◆ 元の文章
========================================

「2025年問題」からみる看護師要請課程と看護師不足

コラム

 

先日のコラムで「2025年問題」について取り上げました。団塊の世代が後期高齢者に突入する2025年に向けて、国は各分野で様々な対策を講じています。看護師に関係するものとして、「特定行為に係る看護師の研修制度」が制度開始から1年が経過し、その動向が注目されていますが、もう1つ大きく変化をもたらそうとしている制度改正があります。それは今年8月、厚生労働省が看護師学校養成所のうち、准看護師から看護師になるための通信制2年課程の教育体制の改正を行うことを決めたというもの。

改正の背景その①通信制課程の現状

2004年、准看護師から看護師への移行促進を目的として、准看護師の経験年数10年以上ある人を対象に通信課程が創設されました。あれから10年、日本看護協会が会員を対象に奨学金を用意するなど、進学への支援を図ってきましたが、志願者の低下・学校の減少が続いている状況です。2007年度は全国で19校あったものが2016年度は16校となっています。

改正の背景その②2025年問題に向けた看護師の必要性

また、来るべき2025年に向けて、地域包括ケアの充実を推進させていくためには、特定行為を実施できる看護師(特定看護師)だけでなく、自律してケアを実践する看護師の必要性は高いと考えられています。そこで2015年6月、国は「日本再興戦略」の中で「地域医療体制の充実に向けた看護師養成のため、通信制看護師学校養成所の入学基準について、准看護師としての業務経験年数を現行の10年から大幅に短縮することについて全国的な措置として検討し、本年度中に結論を得て速やかに措置する」という閣議決定を行いました。

どんなことが変わるの?

これにより通信制課程への入学条件・教育体制について以下の2点の改正が行われました。

1.入学条件を准看護師として就業経験年数10年以上から7年以上に短縮 

2.専任教員数を7人以上から10人以上に増員(学生定員300人以下の養成所は8人以上)

========================================

◆ データの一部
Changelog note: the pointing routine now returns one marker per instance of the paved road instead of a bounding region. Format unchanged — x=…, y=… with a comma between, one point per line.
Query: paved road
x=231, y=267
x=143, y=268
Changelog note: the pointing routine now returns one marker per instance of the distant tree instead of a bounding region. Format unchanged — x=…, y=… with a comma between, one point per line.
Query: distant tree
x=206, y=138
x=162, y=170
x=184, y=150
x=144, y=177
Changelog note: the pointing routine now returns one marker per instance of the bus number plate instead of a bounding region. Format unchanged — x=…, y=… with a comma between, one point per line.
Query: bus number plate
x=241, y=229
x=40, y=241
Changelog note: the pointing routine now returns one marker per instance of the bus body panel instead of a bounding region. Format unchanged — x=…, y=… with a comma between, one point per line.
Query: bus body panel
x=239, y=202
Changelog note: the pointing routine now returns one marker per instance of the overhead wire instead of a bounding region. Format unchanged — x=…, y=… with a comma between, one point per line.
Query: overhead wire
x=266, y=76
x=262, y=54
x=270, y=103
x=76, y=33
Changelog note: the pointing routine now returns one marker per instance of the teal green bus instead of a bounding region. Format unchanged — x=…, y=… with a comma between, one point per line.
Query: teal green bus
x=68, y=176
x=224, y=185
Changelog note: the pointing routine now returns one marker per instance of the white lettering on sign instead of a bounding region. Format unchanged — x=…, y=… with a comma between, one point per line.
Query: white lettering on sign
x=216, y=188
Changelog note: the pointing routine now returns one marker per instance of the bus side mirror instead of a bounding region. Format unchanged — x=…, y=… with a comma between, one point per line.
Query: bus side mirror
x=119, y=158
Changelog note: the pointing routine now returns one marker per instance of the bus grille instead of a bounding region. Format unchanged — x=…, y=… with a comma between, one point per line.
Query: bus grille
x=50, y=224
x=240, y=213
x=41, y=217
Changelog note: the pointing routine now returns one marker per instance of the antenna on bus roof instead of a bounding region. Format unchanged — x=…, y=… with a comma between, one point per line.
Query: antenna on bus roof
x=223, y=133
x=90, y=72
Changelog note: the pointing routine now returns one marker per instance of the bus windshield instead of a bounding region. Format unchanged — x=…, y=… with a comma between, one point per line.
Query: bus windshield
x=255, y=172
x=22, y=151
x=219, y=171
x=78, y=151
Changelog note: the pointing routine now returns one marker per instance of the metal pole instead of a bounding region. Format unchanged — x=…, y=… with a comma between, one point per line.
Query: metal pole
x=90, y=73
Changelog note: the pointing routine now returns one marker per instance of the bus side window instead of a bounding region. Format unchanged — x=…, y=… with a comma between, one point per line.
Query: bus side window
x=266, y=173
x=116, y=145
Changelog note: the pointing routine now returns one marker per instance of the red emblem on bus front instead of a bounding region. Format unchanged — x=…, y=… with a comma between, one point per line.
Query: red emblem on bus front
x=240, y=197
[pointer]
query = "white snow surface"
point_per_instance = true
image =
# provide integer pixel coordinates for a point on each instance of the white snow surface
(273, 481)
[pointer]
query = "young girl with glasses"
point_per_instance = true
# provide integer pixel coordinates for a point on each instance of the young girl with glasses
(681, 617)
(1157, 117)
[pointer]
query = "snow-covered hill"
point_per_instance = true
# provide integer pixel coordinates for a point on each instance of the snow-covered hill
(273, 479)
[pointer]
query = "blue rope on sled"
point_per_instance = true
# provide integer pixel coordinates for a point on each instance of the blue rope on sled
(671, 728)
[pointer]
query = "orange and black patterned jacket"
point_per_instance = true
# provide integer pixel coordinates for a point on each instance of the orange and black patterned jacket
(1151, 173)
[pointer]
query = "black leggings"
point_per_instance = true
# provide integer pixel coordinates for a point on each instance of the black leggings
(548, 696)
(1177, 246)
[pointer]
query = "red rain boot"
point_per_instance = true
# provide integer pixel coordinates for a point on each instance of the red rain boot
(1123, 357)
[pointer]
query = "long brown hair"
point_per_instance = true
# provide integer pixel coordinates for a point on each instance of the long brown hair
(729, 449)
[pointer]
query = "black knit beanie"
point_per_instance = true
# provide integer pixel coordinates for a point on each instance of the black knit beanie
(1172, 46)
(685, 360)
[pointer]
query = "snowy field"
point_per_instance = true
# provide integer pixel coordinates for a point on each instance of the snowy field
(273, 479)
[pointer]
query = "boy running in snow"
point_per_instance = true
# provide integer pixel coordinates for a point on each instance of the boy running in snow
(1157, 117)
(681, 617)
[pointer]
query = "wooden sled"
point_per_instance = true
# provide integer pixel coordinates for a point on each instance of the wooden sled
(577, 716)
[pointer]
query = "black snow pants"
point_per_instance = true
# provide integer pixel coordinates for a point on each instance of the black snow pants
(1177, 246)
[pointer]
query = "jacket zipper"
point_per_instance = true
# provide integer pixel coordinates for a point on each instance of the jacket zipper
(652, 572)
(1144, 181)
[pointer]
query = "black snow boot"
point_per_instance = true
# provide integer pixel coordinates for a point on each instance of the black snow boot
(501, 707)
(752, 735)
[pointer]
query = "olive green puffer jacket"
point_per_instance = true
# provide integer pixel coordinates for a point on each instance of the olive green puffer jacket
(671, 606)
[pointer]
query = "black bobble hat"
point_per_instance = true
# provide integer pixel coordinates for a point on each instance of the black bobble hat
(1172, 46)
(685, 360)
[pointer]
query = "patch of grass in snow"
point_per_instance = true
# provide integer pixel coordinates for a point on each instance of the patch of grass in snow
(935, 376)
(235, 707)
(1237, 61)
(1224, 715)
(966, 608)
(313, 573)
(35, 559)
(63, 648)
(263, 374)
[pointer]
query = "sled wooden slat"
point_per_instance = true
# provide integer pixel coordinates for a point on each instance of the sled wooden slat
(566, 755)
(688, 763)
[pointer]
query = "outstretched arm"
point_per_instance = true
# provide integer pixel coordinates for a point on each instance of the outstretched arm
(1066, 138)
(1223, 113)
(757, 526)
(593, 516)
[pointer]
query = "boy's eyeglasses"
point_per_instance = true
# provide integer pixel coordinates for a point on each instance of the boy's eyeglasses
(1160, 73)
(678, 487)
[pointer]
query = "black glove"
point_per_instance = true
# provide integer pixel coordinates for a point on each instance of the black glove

========================================

◆ やること
A) 元の文章によると、2016年度の通信制課程の学校は全国に何校ありますか。
B) 元の文章では、通信制課程の入学条件の経験年数が短くなったのはなぜだとされていますか。1〜3文で説明してください。
リストを見なくても答えられます。

◆ 答え
A) 16校です。

B) 通信制課程では志願者の低下と学校の減少が続いていました。また、2025年に向けて地域包括ケアを充実させるため、自律してケアを実践する看護師が強く必要とされていました。そこで国が2015年6月の「日本再興戦略」で、准看護師としての業務経験年数を10年から大幅に短縮することを閣議決定し、入学条件が7年以上に改められました。